[Annotation data based on points]
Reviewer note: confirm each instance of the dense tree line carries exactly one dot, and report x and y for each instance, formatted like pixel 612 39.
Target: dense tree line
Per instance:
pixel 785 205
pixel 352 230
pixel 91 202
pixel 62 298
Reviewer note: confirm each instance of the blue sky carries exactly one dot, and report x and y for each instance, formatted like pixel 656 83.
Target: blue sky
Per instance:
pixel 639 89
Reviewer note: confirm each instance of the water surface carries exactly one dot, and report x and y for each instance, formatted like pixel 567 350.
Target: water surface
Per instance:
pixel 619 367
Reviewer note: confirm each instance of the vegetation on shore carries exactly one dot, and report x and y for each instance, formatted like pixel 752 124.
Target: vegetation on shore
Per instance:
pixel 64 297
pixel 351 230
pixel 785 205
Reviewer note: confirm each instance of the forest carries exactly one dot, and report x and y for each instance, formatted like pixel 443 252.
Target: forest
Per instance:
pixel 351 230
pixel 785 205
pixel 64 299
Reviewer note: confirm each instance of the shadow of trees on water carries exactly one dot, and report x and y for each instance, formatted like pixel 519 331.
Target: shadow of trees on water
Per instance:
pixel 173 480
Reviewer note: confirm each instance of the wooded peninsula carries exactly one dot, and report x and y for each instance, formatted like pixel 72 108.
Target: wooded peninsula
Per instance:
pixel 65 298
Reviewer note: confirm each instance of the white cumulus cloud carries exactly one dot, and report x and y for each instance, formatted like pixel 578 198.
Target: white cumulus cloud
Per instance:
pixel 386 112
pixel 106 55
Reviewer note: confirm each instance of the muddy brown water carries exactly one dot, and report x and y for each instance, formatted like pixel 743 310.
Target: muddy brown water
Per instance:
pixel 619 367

▸ **What you should do**
Starting with the line that contains "Reviewer note: confirm each instance of the vegetation" and going on through the end of the material, put those lines into a JSON list of strings with one string per line. Leave out blank lines.

▸ **Task result**
[
  "Reviewer note: confirm each instance of the vegetation on shore carries exactly one dot, and report x and y for each instance, formatted like pixel 752 124.",
  "Target: vegetation on shore",
  "Per instance:",
  "pixel 64 297",
  "pixel 351 230",
  "pixel 785 205",
  "Reviewer note: confirm each instance of the forest carries exactly one dot, and report x and y for each instance, formatted like pixel 443 252.",
  "Target: forest",
  "Per instance:",
  "pixel 351 230",
  "pixel 785 205",
  "pixel 64 299",
  "Reviewer note: confirm each instance of the shadow of trees on water carries exactly one dot, and report x and y for each instance, formatted like pixel 519 331.",
  "Target: shadow of trees on water",
  "Per instance:",
  "pixel 173 480",
  "Reviewer note: confirm each instance of the wooded peninsula carries exactly one dot, and report x and y for each instance, formatted like pixel 72 108.",
  "Target: wooded peninsula",
  "Per instance:",
  "pixel 65 298",
  "Reviewer note: confirm each instance of the white cumulus cloud carries exactly one dot, and report x and y for each instance, formatted like pixel 578 198.",
  "Target: white cumulus cloud",
  "Per instance:",
  "pixel 386 112",
  "pixel 106 55",
  "Reviewer note: confirm each instance of the muddy brown water carries exactly one dot, and report x and y for each instance, formatted like pixel 743 310.",
  "Target: muddy brown water",
  "Per instance:",
  "pixel 619 367"
]